### 作業指示 1
本文の「神戸本線でほぼロングシートオ」から「れば名鉄特急の出来上がりだ!」までの範囲を、「阪急京都線」を「阪急宝塚線」に差し替えて出力してください。

### 本文
——

そんな中なんのきっかけか愛知県の鉄道ファンのブログを読むようになり、名古屋鉄道(名鉄)を知った。「転換クロスシートの一般車とリクライニングシートの特別車が選べる一部特別車特急」が走っているのだ。気分によって転換クロスシートの椅子取りゲームか、リクライニングシートの快適通勤が選べる。
 
神戸本線でほぼロングシートオンリーの列車を「特急」だと思って暮らしてきた私にとってはカルチャーショックであった。(近鉄特急こそ認識していたが、JRの長距離列車に興味がなかったのが悔やまれる)
 
一部特別車特急はの特別車は通勤によく利用されるが、豊橋も岐阜も京都や神戸より小さい都市だし、名鉄沿線には観光地は犬山など沢山あるが京都に勝るものではない。それでも終日15〜30分に1本も走っているのだ。
 
(3)名鉄のやり方を阪急に入れると?
 
そこで阪急京都線に乗る機会が増えていた私は「世界遺産で150万都市の京都を抱える阪急京都線で一部特別車特急があれば受けるのでは」と何年も前から感じていた。主要駅に10両用ホームがあるし3扉転換クロスシートで8両固定の9300系を「一般車」として、前後どちらかに特別車2両を繋げれば名鉄特急の出来上がりだ!

——

### 提供データ
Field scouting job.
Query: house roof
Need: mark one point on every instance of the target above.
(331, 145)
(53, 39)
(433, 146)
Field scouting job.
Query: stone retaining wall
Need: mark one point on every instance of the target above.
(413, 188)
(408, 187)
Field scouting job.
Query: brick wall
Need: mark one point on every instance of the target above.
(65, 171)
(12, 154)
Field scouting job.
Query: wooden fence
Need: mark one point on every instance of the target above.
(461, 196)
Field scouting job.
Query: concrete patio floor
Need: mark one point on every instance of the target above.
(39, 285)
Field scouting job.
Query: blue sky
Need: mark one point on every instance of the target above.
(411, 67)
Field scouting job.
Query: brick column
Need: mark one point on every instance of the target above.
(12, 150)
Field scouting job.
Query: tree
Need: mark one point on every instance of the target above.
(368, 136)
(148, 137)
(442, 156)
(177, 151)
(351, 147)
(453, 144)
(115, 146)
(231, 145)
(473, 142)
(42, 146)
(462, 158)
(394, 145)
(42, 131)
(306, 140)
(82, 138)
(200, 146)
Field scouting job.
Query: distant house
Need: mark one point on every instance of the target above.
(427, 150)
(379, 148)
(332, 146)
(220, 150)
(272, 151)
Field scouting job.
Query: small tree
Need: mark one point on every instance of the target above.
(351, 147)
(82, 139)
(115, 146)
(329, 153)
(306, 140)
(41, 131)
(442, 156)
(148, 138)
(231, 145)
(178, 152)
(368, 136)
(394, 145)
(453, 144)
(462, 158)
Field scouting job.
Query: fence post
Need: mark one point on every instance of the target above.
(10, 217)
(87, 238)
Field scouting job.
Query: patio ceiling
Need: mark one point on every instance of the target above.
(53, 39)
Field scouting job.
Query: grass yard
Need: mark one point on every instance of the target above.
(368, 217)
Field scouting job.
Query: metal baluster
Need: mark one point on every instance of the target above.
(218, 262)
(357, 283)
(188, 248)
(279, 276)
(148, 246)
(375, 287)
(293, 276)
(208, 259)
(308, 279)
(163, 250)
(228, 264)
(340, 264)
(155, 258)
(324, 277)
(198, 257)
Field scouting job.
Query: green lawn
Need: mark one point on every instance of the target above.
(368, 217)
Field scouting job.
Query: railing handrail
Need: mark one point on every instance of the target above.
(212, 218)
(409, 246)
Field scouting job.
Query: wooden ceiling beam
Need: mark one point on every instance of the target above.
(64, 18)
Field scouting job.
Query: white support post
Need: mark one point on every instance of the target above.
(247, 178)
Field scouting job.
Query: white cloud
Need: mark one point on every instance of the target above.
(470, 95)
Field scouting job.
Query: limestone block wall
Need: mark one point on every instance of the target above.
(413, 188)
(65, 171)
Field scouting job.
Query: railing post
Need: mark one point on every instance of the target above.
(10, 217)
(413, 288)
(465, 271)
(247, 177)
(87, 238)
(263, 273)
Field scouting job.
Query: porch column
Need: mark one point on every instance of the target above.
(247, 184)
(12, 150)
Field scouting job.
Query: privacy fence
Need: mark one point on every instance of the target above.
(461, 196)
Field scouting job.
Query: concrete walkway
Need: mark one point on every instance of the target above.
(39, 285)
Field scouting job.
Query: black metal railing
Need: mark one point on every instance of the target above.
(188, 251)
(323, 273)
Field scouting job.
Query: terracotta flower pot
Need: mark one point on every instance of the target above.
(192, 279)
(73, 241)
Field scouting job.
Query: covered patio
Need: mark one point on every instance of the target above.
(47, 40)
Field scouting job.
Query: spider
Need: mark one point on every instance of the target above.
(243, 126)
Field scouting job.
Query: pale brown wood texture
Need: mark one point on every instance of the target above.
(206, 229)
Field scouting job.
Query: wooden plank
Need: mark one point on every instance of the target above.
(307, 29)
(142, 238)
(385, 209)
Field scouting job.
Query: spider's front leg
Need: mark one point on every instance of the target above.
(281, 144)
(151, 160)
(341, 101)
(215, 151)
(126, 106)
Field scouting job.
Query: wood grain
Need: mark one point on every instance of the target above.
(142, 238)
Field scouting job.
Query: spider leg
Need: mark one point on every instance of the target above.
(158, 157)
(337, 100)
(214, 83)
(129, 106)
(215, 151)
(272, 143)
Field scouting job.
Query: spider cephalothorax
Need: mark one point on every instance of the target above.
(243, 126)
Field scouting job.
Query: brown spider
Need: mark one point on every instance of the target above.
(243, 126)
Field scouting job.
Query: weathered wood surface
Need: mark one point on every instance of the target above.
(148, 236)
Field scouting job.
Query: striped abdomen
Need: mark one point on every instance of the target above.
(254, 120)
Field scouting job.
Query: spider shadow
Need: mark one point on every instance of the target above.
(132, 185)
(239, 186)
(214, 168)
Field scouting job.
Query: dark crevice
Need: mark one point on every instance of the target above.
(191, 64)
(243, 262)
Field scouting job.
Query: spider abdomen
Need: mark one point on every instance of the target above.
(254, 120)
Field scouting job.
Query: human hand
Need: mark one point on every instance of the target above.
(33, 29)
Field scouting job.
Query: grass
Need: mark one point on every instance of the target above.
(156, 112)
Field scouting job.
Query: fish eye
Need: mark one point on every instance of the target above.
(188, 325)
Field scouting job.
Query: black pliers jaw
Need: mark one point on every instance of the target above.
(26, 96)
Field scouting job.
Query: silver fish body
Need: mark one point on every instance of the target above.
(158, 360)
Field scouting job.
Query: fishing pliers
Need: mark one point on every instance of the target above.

——

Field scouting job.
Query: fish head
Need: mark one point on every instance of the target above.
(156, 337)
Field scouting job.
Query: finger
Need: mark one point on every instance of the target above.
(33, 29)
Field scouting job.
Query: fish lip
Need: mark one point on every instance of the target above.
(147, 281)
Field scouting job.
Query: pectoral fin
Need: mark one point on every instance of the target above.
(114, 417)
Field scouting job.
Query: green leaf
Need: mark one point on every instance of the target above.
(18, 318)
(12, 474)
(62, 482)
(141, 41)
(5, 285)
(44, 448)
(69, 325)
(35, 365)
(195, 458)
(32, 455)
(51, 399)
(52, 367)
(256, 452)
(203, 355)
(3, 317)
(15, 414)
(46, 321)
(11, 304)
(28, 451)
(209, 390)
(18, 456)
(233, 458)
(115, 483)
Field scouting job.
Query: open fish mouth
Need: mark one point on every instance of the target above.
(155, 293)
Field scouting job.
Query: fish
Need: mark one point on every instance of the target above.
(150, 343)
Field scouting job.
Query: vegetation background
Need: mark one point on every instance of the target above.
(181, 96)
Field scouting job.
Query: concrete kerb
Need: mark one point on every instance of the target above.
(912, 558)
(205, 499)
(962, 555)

——

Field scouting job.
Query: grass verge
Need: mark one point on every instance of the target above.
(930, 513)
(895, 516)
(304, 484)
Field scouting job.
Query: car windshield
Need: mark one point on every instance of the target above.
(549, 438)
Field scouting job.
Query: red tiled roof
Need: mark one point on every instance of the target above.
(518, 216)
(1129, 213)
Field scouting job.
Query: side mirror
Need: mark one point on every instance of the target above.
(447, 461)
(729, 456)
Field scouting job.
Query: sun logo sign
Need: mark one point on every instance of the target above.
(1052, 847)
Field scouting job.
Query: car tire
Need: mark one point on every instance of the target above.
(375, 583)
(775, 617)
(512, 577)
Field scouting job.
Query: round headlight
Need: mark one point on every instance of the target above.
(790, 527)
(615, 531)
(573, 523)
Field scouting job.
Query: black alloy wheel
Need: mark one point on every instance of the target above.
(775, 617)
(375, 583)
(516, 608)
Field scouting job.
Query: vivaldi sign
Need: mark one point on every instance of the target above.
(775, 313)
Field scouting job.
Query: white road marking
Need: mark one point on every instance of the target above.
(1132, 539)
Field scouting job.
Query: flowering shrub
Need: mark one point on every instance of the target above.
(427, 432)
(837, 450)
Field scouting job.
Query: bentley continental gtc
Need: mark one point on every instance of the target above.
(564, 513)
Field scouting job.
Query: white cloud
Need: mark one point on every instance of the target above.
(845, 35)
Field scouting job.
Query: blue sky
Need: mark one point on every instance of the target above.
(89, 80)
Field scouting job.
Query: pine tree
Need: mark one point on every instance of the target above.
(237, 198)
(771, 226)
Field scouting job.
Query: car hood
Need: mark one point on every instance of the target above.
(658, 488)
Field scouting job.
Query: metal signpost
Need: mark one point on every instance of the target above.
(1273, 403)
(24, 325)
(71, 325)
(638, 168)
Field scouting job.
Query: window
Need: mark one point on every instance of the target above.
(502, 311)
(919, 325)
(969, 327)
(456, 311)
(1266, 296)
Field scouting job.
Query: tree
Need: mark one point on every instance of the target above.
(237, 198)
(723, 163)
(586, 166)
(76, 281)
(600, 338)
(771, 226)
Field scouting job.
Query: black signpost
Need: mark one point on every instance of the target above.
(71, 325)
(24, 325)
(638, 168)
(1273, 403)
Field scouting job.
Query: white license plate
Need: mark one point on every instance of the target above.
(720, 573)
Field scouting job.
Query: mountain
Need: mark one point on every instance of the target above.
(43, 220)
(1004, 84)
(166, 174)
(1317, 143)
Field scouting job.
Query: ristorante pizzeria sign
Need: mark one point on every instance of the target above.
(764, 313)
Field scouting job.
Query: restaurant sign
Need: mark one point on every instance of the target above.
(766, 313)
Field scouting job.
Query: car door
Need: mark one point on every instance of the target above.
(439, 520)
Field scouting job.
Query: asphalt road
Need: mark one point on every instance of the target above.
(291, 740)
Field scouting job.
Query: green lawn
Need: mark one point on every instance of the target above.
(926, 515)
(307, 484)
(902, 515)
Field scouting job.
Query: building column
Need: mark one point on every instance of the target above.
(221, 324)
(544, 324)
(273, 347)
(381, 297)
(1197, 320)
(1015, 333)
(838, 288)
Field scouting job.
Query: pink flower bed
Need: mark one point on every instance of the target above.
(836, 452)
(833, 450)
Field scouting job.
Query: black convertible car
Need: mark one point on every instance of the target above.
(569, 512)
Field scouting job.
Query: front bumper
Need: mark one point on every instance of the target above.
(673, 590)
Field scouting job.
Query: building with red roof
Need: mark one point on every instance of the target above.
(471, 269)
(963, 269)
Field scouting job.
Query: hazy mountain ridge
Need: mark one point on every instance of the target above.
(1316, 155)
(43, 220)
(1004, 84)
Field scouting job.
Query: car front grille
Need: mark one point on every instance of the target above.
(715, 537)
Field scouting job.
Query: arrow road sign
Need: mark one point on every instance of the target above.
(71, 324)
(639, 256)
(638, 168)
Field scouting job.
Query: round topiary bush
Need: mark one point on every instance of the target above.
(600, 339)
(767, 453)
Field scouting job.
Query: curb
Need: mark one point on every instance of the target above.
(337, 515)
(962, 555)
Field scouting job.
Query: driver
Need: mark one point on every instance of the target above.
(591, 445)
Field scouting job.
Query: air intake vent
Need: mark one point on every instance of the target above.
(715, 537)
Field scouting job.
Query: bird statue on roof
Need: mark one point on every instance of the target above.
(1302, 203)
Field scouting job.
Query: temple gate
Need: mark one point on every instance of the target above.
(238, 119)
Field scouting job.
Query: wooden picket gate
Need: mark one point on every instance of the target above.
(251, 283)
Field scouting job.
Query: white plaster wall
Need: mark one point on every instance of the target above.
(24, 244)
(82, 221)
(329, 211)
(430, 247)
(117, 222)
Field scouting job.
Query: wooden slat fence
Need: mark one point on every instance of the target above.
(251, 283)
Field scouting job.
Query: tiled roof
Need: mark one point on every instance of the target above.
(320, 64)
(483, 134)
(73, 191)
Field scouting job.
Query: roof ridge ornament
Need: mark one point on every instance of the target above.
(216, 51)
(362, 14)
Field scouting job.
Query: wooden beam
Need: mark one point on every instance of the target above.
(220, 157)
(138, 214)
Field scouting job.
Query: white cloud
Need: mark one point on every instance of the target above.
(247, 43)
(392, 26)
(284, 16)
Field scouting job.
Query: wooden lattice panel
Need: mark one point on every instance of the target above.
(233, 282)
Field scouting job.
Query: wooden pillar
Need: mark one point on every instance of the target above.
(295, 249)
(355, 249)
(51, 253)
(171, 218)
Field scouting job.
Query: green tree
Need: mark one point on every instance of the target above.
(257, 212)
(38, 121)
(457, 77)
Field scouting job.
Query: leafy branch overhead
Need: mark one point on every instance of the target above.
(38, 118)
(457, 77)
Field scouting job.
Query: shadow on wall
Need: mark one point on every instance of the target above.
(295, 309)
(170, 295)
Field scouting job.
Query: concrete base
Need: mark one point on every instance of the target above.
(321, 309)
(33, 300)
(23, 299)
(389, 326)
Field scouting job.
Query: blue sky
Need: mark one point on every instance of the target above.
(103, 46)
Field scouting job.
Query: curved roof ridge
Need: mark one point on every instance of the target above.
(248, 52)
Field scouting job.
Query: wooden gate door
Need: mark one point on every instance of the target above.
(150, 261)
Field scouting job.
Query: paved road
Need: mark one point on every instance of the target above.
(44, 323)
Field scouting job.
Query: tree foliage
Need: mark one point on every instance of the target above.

——

### 作業指示 2
提供データの行のうち、文字列「spider」を含む行をすべて抽出してください。

### 回答 1
神戸本線でほぼロングシートオンリーの列車を「特急」だと思って暮らしてきた私にとってはカルチャーショックであった。(近鉄特急こそ認識していたが、JRの長距離列車に興味がなかったのが悔やまれる)
 
一部特別車特急はの特別車は通勤によく利用されるが、豊橋も岐阜も京都や神戸より小さい都市だし、名鉄沿線には観光地は犬山など沢山あるが京都に勝るものではない。それでも終日15〜30分に1本も走っているのだ。
 
(3)名鉄のやり方を阪急に入れると?
 
そこで阪急宝塚線に乗る機会が増えていた私は「世界遺産で150万都市の京都を抱える阪急宝塚線で一部特別車特急があれば受けるのでは」と何年も前から感じていた。主要駅に10両用ホームがあるし3扉転換クロスシートで8両固定の9300系を「一般車」として、前後どちらかに特別車2両を繋げれば名鉄特急の出来上がりだ!

### 回答 2
Query: spider
Query: spider's front leg
Query: spider leg
Query: spider cephalothorax
Query: brown spider
Query: spider shadow
Query: spider abdomen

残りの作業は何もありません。